(Assigned task): Please quote the data below word for word, reproducing every line without change.

[Segmentation mask data]

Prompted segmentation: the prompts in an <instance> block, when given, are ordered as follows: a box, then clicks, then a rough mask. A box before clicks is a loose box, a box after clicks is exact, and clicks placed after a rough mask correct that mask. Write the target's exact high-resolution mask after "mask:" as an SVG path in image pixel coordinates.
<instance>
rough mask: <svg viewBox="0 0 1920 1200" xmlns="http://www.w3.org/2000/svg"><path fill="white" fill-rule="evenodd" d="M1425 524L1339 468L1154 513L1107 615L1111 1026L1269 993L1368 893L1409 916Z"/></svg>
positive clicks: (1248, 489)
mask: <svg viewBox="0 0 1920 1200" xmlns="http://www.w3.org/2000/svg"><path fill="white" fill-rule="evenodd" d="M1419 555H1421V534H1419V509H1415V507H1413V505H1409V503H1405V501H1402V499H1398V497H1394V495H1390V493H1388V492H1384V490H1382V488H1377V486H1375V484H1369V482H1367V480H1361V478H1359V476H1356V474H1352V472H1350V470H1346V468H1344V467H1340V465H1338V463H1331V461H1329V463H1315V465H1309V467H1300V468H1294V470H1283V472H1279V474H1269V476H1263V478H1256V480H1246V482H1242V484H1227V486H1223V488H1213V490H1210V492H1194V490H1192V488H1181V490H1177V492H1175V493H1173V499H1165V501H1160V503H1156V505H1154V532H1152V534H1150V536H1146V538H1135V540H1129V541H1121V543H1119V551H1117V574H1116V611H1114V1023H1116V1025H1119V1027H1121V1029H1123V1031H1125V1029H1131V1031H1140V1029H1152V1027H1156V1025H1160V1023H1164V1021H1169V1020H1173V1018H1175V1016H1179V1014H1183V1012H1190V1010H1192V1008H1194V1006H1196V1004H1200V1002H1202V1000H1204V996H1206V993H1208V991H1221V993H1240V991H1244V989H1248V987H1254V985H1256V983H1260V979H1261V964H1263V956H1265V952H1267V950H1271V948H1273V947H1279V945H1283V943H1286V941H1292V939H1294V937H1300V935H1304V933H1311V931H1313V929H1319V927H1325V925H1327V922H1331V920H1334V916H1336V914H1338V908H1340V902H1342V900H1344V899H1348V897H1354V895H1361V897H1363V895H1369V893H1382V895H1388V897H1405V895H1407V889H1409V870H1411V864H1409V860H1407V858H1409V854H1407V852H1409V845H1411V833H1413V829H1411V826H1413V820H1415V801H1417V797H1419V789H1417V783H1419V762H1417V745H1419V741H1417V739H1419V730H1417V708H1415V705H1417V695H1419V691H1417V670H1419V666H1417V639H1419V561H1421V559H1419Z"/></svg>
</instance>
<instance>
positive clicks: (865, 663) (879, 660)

(Final answer):
Prompted segmentation: the prompts in an <instance> block, when given, are ordered as follows: a box, then clicks, then a rough mask. A box before clicks is a loose box, a box after clicks is exact, and clicks placed after a rough mask correct that mask. Write the target's exact high-resolution mask after "mask:" as an SVG path in image pixel coordinates.
<instance>
rough mask: <svg viewBox="0 0 1920 1200" xmlns="http://www.w3.org/2000/svg"><path fill="white" fill-rule="evenodd" d="M1425 524L1339 468L1154 513L1107 615L1111 1026L1269 993L1368 893L1409 916Z"/></svg>
positive clicks: (1248, 489)
mask: <svg viewBox="0 0 1920 1200" xmlns="http://www.w3.org/2000/svg"><path fill="white" fill-rule="evenodd" d="M1419 555H1421V534H1419V509H1415V507H1413V505H1409V503H1405V501H1402V499H1398V497H1394V495H1390V493H1388V492H1384V490H1382V488H1377V486H1375V484H1369V482H1367V480H1361V478H1359V476H1356V474H1352V472H1350V470H1346V468H1344V467H1340V465H1338V463H1331V461H1329V463H1315V465H1309V467H1300V468H1294V470H1283V472H1279V474H1269V476H1263V478H1256V480H1246V482H1242V484H1227V486H1223V488H1213V490H1210V492H1194V490H1192V488H1181V490H1177V492H1175V493H1173V499H1165V501H1160V503H1156V505H1154V532H1152V534H1150V536H1146V538H1135V540H1129V541H1121V543H1119V551H1117V574H1116V611H1114V1023H1116V1025H1119V1027H1121V1029H1123V1031H1125V1029H1131V1031H1140V1029H1152V1027H1156V1025H1160V1023H1164V1021H1169V1020H1173V1018H1175V1016H1179V1014H1183V1012H1190V1010H1192V1008H1194V1006H1196V1004H1200V1002H1202V1000H1204V996H1206V993H1208V991H1221V993H1240V991H1244V989H1248V987H1254V985H1256V983H1260V979H1261V964H1263V956H1265V952H1267V950H1271V948H1273V947H1279V945H1283V943H1286V941H1292V939H1294V937H1300V935H1304V933H1311V931H1313V929H1319V927H1325V925H1327V922H1331V920H1334V916H1336V914H1338V908H1340V902H1342V900H1344V899H1348V897H1354V895H1361V897H1363V895H1369V893H1382V895H1388V897H1405V895H1407V889H1409V870H1411V864H1409V860H1407V858H1409V854H1407V852H1409V845H1411V833H1413V829H1411V826H1413V820H1415V801H1417V797H1419V789H1417V783H1419V762H1417V745H1419V741H1417V739H1419V730H1417V708H1415V705H1417V695H1419V691H1417V670H1419V666H1417V639H1419V561H1421V559H1419Z"/></svg>
</instance>
<instance>
positive clicks: (865, 663) (879, 660)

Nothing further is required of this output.